**EXERCISE AIM**:
From the listing below, pull out every line that contains the string "column".

**PROVIDED DATA**:
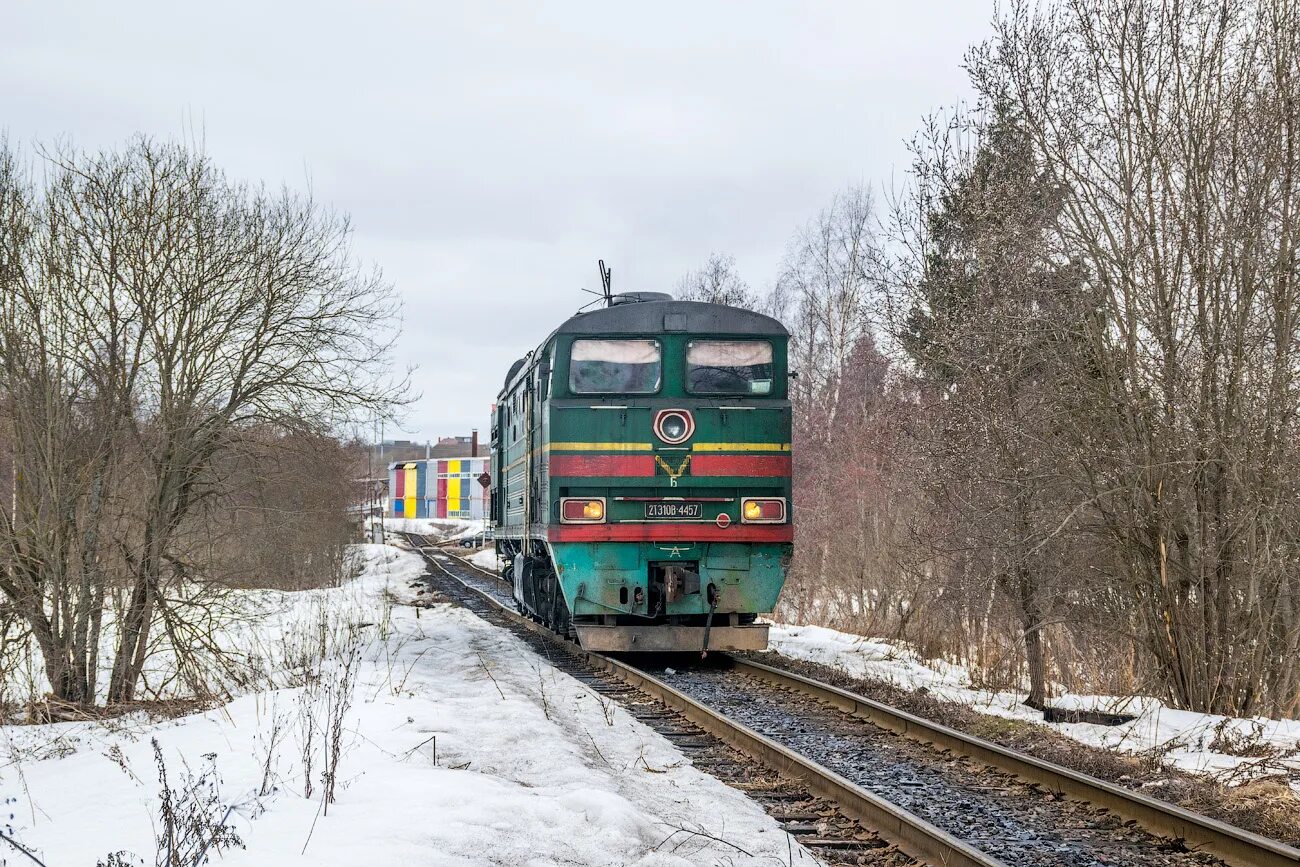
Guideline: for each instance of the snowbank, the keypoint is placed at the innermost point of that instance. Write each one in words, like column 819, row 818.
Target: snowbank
column 462, row 748
column 486, row 559
column 437, row 528
column 1186, row 736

**OUTPUT**:
Guideline: for each instance of the snowbank, the keypoint is placed at the innermost point of that instance. Write each one in words, like column 819, row 818.
column 462, row 748
column 486, row 559
column 437, row 528
column 1186, row 736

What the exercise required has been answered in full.